Return, word for word, the part of the rows that opens with the line containing "Annotation task — tag each instance of the tree" and closes with the line containing "pixel 71 129", including both of those lines.

>>>

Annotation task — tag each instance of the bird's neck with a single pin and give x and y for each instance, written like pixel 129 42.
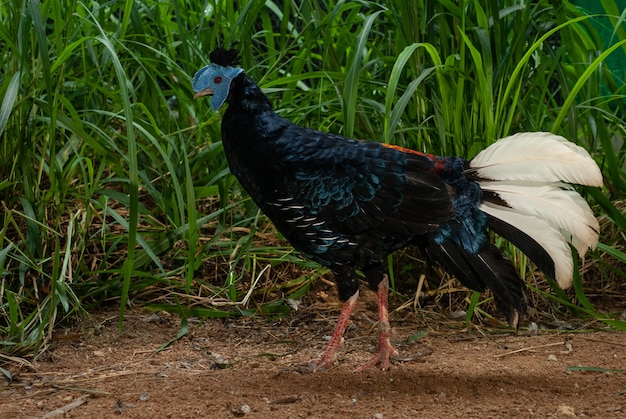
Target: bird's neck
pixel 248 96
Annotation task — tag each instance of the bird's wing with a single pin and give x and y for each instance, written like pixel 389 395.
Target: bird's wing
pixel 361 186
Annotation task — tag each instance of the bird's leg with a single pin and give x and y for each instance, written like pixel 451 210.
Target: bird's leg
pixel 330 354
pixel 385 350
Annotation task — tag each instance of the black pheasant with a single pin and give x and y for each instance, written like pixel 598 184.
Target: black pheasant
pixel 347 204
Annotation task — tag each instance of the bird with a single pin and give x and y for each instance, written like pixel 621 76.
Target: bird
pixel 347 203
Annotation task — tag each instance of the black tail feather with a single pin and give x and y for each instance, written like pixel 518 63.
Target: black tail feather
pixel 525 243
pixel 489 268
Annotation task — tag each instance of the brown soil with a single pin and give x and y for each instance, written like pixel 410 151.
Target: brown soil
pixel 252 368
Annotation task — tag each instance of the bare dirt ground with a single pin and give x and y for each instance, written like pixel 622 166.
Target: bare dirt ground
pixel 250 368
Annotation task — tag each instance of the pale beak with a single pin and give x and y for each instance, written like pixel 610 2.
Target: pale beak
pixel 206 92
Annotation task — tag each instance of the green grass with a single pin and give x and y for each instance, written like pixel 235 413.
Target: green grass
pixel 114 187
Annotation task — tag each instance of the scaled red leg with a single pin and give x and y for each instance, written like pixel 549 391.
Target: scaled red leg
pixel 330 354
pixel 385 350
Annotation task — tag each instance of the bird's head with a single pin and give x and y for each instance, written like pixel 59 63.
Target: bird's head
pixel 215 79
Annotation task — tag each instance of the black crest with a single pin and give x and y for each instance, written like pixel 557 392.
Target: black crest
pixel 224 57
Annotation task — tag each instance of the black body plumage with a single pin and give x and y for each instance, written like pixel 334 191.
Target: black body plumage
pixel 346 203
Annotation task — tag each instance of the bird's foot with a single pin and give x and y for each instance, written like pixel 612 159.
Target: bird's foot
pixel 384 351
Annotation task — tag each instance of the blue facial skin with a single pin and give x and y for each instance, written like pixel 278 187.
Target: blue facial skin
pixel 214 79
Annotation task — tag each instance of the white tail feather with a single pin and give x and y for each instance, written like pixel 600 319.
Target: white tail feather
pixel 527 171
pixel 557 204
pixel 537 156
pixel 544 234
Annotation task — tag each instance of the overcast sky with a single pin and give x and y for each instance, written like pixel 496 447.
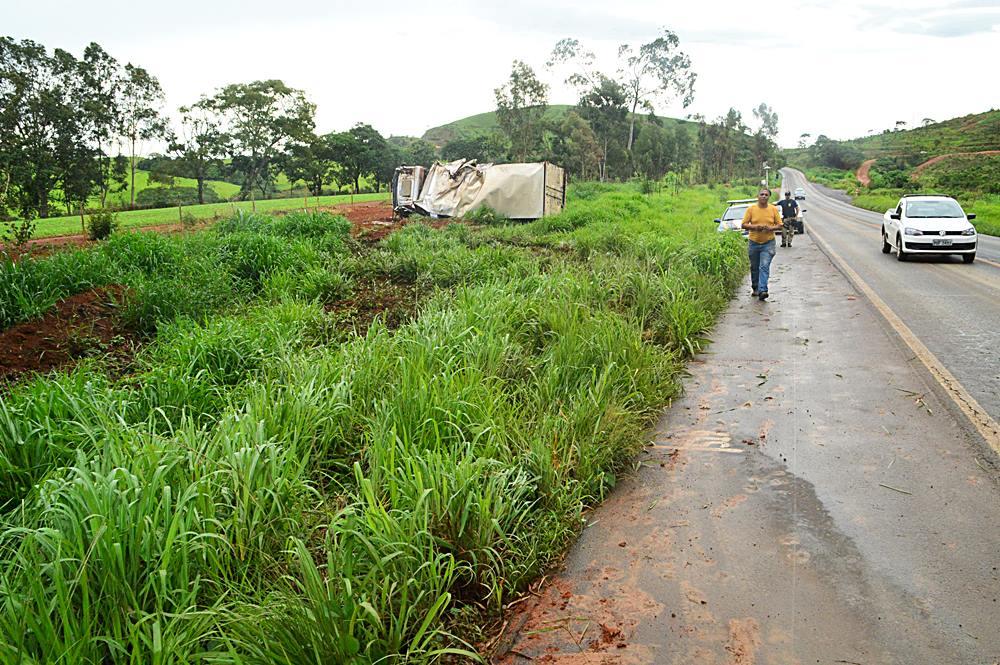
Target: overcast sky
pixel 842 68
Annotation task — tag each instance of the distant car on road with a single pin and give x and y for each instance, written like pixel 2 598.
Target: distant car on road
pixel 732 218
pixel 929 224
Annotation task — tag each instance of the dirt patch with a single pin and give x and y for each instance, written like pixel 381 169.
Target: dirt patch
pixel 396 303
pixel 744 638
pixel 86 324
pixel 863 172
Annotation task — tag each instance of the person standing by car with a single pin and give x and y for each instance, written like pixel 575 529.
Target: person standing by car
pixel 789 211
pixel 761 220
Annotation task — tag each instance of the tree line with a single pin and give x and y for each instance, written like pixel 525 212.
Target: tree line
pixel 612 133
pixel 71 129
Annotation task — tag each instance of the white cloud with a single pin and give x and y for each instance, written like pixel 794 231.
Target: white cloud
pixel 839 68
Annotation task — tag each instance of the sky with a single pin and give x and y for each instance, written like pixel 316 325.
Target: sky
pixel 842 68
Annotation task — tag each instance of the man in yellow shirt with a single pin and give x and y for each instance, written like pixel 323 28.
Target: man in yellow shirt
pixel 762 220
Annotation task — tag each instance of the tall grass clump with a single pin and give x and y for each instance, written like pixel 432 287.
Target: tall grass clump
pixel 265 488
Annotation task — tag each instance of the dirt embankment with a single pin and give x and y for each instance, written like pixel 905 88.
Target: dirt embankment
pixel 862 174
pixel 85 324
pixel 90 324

<<<

Task solution:
Annotation task — tag each instance of the tree line with a single pin and give x and y for each instance, written like pixel 525 212.
Target: tree line
pixel 612 133
pixel 71 129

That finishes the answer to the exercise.